#### SUPPLIED MATERIAL:
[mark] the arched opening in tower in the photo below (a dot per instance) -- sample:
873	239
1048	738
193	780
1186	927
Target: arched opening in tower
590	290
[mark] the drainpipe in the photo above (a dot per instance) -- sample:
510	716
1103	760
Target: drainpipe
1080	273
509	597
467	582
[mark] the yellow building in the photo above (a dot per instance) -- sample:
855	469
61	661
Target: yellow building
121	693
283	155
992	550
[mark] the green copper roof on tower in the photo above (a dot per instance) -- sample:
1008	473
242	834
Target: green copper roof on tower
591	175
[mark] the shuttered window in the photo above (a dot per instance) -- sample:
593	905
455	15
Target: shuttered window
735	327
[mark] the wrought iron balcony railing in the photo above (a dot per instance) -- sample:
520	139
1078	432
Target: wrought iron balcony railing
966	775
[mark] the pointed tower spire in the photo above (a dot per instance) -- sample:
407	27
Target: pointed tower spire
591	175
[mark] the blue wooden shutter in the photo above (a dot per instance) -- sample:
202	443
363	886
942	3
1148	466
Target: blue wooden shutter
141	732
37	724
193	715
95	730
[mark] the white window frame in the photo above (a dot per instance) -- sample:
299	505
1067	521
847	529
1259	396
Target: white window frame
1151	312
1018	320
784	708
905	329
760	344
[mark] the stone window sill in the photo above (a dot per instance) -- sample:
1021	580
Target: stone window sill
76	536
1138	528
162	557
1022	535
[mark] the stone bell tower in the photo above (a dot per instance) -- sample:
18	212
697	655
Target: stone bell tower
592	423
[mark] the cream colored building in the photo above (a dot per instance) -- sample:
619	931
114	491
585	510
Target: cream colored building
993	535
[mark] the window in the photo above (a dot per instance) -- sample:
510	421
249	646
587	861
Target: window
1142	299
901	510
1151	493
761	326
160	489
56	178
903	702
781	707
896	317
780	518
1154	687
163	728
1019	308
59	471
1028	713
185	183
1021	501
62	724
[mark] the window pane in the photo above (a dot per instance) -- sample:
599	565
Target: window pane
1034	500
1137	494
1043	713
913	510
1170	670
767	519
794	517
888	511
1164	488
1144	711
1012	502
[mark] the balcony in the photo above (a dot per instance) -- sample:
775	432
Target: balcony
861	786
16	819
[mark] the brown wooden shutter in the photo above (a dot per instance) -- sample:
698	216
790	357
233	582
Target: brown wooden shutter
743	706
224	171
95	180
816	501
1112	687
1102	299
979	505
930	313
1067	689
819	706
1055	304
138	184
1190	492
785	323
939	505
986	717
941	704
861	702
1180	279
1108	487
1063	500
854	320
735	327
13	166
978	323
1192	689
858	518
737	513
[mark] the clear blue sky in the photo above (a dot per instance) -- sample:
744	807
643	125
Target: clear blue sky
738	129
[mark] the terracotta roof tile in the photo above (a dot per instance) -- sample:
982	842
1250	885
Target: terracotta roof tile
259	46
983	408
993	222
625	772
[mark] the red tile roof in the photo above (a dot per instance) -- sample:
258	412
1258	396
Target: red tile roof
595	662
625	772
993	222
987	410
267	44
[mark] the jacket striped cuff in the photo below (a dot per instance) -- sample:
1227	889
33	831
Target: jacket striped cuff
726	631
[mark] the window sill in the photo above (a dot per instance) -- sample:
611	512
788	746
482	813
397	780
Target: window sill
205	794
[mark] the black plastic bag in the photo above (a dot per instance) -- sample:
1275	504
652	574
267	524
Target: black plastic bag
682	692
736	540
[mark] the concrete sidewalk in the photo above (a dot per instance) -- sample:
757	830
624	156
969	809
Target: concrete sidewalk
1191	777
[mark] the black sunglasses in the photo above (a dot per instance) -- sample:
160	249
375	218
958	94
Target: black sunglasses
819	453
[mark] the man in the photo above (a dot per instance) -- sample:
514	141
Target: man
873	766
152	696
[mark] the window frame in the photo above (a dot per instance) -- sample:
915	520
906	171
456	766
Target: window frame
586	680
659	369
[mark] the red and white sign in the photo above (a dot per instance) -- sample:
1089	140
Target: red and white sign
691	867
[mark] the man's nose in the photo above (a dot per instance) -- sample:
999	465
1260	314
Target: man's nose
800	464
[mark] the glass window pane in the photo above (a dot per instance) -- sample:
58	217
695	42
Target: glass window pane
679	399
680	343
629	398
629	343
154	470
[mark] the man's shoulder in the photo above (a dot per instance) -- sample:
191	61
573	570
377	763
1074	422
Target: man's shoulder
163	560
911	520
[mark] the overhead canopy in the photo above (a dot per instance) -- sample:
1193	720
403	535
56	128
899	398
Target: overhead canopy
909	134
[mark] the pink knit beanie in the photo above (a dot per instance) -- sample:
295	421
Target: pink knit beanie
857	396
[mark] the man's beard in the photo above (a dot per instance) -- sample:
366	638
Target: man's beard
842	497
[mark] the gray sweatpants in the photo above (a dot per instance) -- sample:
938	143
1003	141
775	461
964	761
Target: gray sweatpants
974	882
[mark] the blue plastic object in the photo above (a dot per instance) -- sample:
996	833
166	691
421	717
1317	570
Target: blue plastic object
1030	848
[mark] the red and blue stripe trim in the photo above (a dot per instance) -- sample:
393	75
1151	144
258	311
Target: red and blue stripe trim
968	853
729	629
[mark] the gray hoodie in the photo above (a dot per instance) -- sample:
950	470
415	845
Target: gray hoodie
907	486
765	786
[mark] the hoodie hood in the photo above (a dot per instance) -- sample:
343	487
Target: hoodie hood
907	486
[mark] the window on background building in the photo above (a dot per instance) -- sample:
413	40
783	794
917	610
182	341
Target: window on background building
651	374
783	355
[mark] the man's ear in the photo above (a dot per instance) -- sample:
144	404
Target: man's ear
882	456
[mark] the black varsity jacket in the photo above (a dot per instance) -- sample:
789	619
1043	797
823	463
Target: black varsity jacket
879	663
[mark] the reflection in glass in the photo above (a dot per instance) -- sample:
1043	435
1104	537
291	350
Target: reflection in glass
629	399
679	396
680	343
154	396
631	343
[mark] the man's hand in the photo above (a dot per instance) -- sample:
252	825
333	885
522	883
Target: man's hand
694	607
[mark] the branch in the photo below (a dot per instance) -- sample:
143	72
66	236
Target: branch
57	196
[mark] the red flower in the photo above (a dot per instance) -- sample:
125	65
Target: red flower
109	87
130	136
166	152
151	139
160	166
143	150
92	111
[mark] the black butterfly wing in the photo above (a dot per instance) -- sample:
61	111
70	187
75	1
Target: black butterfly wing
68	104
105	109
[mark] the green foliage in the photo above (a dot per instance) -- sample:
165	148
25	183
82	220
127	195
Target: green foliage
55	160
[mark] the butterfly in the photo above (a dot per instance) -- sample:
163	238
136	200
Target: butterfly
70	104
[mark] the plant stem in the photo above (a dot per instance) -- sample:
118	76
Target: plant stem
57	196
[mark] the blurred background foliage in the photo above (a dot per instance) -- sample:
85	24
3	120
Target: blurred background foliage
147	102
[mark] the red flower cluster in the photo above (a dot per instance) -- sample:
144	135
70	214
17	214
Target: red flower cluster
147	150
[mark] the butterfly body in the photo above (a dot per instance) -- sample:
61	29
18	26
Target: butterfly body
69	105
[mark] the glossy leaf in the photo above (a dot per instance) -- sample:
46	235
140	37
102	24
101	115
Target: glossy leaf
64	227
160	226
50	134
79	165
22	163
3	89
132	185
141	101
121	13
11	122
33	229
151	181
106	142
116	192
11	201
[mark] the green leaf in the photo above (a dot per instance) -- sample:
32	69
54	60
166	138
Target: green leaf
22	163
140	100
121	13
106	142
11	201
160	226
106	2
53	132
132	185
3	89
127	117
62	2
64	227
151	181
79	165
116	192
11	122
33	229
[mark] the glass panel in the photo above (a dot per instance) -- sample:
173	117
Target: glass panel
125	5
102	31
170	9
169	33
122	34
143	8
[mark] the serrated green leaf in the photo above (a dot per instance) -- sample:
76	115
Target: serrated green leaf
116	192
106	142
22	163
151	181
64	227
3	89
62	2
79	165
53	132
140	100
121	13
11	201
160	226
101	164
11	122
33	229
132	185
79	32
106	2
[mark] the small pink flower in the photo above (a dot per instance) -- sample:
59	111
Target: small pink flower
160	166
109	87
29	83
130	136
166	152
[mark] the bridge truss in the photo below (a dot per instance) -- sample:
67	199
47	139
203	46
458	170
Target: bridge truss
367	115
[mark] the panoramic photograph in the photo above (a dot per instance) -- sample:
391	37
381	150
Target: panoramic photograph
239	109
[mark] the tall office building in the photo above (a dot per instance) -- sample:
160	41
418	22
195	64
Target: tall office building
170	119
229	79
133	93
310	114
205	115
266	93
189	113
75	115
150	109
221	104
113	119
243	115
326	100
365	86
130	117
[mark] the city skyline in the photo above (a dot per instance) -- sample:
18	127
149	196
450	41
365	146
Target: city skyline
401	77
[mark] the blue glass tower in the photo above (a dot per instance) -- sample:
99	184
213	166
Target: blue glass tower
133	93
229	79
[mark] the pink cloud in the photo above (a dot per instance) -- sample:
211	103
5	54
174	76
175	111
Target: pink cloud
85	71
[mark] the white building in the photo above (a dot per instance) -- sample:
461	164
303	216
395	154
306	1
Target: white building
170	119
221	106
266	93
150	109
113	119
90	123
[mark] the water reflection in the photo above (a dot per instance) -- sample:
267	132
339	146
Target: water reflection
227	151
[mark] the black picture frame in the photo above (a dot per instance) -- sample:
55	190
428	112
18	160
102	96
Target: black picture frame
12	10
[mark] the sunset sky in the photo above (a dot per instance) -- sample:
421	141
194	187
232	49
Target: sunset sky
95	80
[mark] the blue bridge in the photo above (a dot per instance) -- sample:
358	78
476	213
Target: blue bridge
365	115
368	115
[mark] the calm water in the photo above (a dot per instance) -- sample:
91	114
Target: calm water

#### DIRECTIONS:
Transcribe only the trailing portion of the entries above: the line that contains "[mark] the bridge" and each line after it.

#### RESPONSE BELOW:
[mark] the bridge truss in the photo below (a dot per instance) -- sample:
67	199
47	139
203	46
458	170
Target: bridge truss
367	115
[mark] the panoramic photograph in the photo above (a dot per instance) -- sample:
391	37
381	150
Target: panoramic photograph
239	109
[mark] the tall office building in the photo above (a dot per instance) -- sample:
160	41
418	22
195	64
Target: tall office building
170	119
229	79
133	93
310	114
205	115
266	93
189	113
75	115
150	109
221	104
113	119
243	115
326	100
365	86
130	117
[mark] the city skyline in the photo above (a dot per instance) -- sample:
18	127
149	196
450	41
365	146
Target: city skyline
401	77
[mark] the blue glass tower in the photo above (a dot per instance) -- sample:
99	184
213	166
Target: blue glass tower
133	93
229	79
[mark] the pink cloud in the photo above (a dot per instance) -- sample:
211	103
5	54
174	76
175	111
Target: pink cloud
85	71
[mark] the white building in the photo above (a dot per instance) -- sample:
461	164
303	216
395	154
306	1
Target: white building
170	119
221	106
266	93
150	109
113	119
90	123
[mark] the water reflection in the photo above (a dot per instance) -- sample:
267	132
339	146
Target: water reflection
227	151
[mark] the black picture frame in the photo above (a dot per instance) -- sample:
55	190
428	112
18	160
102	96
Target: black picture frame
12	10
[mark] the sunset sky in the photo above (a dot per instance) -- sample:
421	141
194	187
232	49
Target: sunset sky
95	80
[mark] the blue bridge in the photo above (a dot per instance) -- sample:
358	78
476	213
Target: blue bridge
365	115
368	115
[mark] the calm water in the photo above (a dot per instance) -- sample:
91	114
Target: calm water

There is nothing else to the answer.